[Work to be completed]
All lines holding the word "scarf" are to be copied from the records beneath.

[Data extracted from a collection]
Content starts
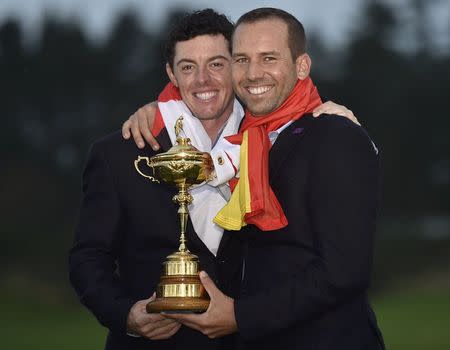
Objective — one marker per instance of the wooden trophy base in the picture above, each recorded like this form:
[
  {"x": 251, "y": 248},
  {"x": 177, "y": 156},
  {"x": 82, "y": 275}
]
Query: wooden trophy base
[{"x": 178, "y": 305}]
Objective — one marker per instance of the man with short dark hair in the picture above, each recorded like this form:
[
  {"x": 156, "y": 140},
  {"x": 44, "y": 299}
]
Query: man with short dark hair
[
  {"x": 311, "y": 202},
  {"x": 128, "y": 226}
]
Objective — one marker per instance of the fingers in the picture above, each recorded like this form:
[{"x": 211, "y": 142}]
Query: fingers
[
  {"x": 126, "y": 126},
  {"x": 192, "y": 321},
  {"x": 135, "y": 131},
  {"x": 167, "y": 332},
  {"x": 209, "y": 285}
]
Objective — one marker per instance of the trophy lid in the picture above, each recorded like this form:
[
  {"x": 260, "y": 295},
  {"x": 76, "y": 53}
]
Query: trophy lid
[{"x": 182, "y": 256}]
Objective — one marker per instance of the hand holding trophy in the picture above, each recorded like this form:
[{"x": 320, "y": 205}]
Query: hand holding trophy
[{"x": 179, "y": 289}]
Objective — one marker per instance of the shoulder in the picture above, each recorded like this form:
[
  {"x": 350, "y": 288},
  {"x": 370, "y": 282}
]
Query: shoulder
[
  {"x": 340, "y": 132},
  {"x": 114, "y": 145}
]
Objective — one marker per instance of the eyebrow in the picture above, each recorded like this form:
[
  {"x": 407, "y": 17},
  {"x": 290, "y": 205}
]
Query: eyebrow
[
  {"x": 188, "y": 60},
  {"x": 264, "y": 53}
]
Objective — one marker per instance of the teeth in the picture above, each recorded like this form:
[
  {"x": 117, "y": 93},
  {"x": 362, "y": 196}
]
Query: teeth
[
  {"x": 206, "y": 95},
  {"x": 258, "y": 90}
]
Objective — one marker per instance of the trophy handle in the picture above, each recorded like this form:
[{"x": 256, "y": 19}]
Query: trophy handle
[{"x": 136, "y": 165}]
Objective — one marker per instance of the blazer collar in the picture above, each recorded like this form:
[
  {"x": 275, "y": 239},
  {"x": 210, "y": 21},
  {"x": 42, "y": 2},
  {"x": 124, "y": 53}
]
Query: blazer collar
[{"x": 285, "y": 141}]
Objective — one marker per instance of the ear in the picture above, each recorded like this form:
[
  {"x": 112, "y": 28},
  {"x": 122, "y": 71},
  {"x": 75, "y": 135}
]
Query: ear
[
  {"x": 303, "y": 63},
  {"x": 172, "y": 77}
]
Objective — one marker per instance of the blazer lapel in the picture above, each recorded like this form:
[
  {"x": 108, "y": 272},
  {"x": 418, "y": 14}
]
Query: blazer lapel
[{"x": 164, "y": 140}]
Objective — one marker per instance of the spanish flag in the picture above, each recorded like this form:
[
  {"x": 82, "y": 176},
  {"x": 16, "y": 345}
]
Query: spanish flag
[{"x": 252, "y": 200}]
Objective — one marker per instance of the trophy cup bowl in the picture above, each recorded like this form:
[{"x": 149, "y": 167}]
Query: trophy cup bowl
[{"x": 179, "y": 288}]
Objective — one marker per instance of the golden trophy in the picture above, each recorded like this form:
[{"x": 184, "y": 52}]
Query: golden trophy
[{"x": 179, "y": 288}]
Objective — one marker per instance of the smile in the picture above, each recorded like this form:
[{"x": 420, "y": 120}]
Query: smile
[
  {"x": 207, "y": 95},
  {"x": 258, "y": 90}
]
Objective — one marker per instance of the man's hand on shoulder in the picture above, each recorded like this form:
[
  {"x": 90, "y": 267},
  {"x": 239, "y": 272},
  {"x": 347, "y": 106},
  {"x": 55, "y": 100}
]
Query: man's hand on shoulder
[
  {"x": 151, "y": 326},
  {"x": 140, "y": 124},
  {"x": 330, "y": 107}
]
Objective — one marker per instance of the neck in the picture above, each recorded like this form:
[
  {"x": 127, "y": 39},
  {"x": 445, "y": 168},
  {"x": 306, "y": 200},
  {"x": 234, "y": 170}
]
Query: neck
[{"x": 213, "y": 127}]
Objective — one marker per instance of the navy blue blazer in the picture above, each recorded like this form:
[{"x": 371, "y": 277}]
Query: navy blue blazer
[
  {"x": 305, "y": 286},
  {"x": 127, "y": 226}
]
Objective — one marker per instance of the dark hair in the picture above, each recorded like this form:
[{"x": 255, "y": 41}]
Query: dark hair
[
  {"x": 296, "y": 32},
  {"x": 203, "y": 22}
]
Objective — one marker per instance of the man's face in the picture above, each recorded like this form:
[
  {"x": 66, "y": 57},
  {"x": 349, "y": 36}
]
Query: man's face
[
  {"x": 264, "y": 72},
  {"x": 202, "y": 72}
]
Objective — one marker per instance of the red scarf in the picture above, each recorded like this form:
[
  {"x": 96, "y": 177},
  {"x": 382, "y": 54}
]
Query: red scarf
Content ends
Content starts
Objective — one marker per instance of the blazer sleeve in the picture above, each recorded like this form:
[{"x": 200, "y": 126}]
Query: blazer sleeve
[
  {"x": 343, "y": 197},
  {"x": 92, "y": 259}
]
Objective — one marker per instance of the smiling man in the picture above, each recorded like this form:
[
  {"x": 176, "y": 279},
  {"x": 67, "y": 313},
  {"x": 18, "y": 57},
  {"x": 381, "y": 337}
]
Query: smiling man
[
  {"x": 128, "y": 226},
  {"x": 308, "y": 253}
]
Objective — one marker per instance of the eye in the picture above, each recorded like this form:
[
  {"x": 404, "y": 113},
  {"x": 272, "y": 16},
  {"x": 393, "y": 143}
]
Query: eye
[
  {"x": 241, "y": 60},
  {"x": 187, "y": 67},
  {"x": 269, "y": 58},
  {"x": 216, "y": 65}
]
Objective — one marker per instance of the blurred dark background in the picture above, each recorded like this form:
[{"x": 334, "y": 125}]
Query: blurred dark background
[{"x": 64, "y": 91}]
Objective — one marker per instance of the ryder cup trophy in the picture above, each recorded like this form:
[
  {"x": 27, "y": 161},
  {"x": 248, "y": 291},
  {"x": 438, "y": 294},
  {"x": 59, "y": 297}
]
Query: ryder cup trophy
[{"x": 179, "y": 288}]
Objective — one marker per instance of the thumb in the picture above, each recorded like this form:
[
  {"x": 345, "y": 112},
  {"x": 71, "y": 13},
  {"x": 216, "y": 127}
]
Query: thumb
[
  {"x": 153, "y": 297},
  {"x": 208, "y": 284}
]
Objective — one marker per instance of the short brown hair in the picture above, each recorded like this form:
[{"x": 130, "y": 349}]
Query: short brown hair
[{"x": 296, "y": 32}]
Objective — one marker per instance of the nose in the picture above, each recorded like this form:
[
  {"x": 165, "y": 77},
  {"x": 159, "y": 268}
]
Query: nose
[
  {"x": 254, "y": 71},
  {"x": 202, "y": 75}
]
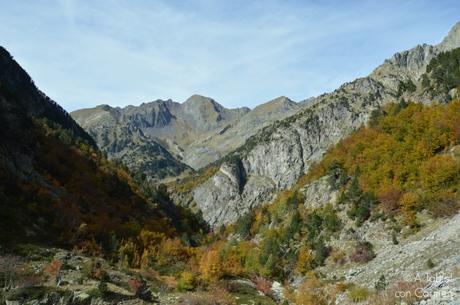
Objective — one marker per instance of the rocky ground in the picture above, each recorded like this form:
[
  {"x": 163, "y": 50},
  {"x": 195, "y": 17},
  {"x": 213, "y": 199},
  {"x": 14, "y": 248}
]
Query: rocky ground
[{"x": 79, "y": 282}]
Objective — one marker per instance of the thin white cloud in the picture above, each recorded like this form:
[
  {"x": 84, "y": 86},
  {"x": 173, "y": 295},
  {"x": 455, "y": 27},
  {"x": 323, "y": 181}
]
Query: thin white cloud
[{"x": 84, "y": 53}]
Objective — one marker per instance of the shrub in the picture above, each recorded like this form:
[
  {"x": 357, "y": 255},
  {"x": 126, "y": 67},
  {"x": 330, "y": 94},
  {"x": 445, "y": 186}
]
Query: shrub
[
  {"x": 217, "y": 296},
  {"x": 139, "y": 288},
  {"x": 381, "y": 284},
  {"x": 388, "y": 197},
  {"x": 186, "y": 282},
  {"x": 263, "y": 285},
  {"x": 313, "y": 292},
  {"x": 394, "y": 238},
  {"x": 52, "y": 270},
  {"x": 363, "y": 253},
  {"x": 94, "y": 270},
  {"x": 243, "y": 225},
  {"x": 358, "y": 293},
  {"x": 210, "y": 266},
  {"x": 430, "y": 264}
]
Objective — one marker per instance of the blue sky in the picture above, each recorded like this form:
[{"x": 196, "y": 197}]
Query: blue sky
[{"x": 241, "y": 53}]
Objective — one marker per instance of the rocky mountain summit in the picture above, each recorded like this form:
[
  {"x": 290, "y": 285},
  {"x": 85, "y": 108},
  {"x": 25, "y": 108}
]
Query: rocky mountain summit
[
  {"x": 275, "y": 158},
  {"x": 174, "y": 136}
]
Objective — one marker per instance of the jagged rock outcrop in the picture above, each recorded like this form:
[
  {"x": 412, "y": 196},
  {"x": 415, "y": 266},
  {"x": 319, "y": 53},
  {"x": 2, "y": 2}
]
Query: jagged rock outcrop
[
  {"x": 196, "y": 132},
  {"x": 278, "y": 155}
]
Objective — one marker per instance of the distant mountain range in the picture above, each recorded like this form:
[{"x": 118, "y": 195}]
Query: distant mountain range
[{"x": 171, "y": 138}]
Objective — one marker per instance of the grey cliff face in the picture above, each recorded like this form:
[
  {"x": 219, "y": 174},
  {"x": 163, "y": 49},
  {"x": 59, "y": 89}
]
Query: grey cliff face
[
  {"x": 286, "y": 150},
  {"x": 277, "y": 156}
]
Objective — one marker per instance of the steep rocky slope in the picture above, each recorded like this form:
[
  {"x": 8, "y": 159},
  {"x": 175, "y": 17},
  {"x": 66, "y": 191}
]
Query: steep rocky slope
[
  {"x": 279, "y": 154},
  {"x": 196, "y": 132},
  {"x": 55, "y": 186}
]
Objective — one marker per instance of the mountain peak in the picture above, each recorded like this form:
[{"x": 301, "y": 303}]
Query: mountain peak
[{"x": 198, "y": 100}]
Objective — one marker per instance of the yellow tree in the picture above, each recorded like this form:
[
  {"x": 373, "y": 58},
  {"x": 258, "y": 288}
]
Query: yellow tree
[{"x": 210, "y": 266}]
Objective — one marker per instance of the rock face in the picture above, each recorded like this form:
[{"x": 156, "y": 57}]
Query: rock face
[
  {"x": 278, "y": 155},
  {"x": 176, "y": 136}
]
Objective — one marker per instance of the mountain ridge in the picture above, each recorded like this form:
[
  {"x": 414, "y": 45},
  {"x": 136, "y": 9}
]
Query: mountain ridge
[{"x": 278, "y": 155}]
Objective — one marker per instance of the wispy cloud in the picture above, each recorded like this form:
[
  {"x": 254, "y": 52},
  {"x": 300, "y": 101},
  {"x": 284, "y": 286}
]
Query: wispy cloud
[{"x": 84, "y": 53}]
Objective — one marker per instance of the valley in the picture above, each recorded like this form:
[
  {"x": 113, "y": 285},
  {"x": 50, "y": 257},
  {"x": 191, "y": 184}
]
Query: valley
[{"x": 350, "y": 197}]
Content ends
Content starts
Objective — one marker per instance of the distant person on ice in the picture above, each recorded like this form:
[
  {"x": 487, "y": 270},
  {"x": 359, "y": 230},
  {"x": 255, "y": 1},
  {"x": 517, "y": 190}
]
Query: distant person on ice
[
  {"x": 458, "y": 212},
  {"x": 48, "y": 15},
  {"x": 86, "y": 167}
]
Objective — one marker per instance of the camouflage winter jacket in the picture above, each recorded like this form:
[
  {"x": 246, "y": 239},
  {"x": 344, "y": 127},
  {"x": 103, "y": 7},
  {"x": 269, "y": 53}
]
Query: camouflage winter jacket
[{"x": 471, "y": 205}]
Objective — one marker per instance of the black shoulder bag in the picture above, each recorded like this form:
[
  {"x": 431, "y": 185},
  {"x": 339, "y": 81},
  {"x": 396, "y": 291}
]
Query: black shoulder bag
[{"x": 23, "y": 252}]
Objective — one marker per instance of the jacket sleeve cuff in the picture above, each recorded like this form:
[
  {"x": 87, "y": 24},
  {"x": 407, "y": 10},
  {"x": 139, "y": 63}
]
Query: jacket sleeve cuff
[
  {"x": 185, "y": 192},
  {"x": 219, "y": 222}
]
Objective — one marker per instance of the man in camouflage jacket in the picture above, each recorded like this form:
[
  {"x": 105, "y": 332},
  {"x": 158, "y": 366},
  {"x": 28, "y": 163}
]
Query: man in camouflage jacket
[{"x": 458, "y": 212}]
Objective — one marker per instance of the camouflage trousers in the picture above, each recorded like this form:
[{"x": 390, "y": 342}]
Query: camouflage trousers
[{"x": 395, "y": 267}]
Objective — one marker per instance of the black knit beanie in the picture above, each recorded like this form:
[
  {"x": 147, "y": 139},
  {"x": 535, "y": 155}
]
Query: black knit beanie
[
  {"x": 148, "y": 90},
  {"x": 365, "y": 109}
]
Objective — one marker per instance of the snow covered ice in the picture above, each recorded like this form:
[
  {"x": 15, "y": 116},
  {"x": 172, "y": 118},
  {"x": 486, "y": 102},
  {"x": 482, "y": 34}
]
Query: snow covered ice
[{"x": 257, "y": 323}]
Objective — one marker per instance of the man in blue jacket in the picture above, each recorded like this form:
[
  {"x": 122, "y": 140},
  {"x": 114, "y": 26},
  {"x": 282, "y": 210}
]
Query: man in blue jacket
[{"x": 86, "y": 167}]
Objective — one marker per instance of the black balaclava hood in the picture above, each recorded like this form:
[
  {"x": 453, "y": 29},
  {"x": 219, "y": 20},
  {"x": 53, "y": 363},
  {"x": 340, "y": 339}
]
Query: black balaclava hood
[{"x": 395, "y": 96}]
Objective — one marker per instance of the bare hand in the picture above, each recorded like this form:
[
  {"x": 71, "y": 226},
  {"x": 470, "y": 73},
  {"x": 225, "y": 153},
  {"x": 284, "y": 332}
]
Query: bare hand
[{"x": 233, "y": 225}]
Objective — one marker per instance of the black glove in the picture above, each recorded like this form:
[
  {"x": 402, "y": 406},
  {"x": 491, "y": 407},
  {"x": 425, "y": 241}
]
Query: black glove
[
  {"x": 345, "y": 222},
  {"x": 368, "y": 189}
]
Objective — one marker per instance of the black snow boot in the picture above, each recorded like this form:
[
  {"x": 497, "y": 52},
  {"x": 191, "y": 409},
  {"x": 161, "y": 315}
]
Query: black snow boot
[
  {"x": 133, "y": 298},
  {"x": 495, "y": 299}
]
Content ends
[Written answer]
Objective — one marker per instance of the red scarf in the picture above, each recorded like this form:
Query: red scarf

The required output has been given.